__What the exercise asks__: Rewrite the rows, changing every "stalagmite" to "stalactite" and keeping everything else the same. Leave the pictures out of your output.

Point-labeling rows
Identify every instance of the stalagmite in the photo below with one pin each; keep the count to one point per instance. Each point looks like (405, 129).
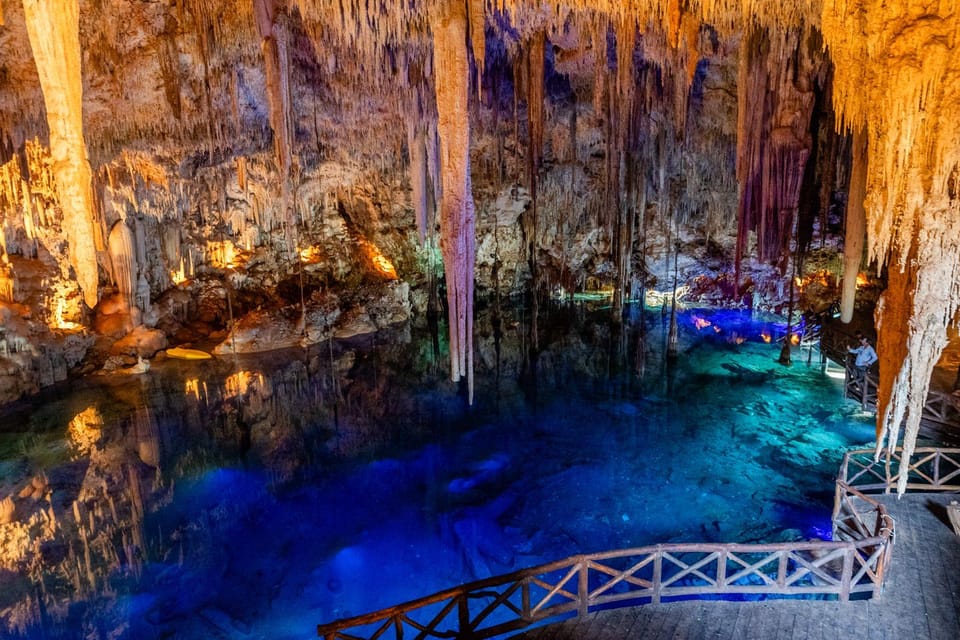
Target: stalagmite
(855, 226)
(448, 23)
(53, 29)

__Solution for this exercise__:
Identify every instance of the stalactite in the photo below with one pin each; keep the count to one point per instance. Each point looks like (405, 129).
Target: stalactite
(855, 226)
(448, 23)
(53, 29)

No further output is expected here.